#### Избранный отрывок ####

Поэтому, говоря об Улановой, вернее вспоминать не Тальони, а тех русских балерин прошлого, в творчестве которых были намечены принципы, получившие полное и совершенное развитие в искусстве великой советской балерины. Уланова продолжает лучшие традиции русского балета, в котором стремление к одухотворенности танца, к правде жило еще со времен Истоминой; ей Пушкин посвятил строки, могущие стать своеобразным эпиграфом ко всей истории русского балета: «душой исполненный полет…»
Современницы Пушкина, знаменитые танцовщицы А. Истомина и Е. Колосова, были замечательными актрисами, создавшими на балетной сцене трагические образы. Русский балетмейстер Глушковский говорил о Колосовой: «Каждое движение ее лица, каждый жест так были натуральны и понятны, что решительно заменяли для зрителя речи».

####

**Что нужно сделать**
1) Назовите по фамилиям всех людей, упомянутых в отрывке об Улановой.
2) Допишите отрывок об Улановой и традициях русского балета, начав сразу после его последнего предложения.

#### Выдержки из данных ####

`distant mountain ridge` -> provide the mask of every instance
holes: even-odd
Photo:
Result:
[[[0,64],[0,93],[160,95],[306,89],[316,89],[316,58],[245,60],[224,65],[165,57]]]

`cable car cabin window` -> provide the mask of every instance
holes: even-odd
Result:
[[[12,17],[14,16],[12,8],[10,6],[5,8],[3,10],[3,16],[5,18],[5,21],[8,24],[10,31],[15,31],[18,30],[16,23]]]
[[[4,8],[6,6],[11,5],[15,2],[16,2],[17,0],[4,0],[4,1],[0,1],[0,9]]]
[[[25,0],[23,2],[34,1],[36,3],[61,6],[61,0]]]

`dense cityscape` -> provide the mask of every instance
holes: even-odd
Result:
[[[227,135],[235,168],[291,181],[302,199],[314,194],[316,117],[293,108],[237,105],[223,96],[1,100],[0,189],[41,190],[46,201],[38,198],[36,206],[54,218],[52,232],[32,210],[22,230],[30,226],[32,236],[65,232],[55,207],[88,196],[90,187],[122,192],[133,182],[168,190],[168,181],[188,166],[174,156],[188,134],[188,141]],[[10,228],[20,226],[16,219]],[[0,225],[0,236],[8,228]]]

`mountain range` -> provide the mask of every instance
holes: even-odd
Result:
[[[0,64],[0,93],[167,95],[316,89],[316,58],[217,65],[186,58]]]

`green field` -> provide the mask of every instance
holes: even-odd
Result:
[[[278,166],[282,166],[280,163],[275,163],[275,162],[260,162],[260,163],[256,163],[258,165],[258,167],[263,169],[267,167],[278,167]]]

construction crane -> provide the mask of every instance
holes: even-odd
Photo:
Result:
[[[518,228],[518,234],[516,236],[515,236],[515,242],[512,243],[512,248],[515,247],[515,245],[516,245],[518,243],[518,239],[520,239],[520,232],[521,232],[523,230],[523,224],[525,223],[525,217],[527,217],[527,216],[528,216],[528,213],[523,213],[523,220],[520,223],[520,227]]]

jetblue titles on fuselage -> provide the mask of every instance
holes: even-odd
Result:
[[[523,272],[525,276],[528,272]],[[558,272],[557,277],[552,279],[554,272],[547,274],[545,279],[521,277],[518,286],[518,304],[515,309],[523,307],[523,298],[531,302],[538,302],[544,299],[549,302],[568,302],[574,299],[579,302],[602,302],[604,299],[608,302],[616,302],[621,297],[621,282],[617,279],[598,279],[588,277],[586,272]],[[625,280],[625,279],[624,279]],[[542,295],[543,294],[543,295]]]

####

**Ответы к заданиям**
1) Уланова, Тальони, Истомина, Пушкин, Колосова, Глушковский.

2)
Одаренной актрисой была и одна из поэтичнейших русских танцовщиц, безвременно погибшая юная Мария Данилова. Вот что писал о ней современник: «Данилова с жадностью пристрастилась к ролям пантомимным, в них могла она проявлять всю свою душу, выражать свои чувства; в них была она артисткой в полном смысле этого слова».
В 30–40-х годах прошлого столетия в Большом театре танцевала балерина Санковская, талантом которой восхищались Белинский, Герцен, Щепкин, Салтыков-Щедрин. Она увлекала зрителей не только своей грацией, но и глубиной чувства, внутренней правдой переживаний.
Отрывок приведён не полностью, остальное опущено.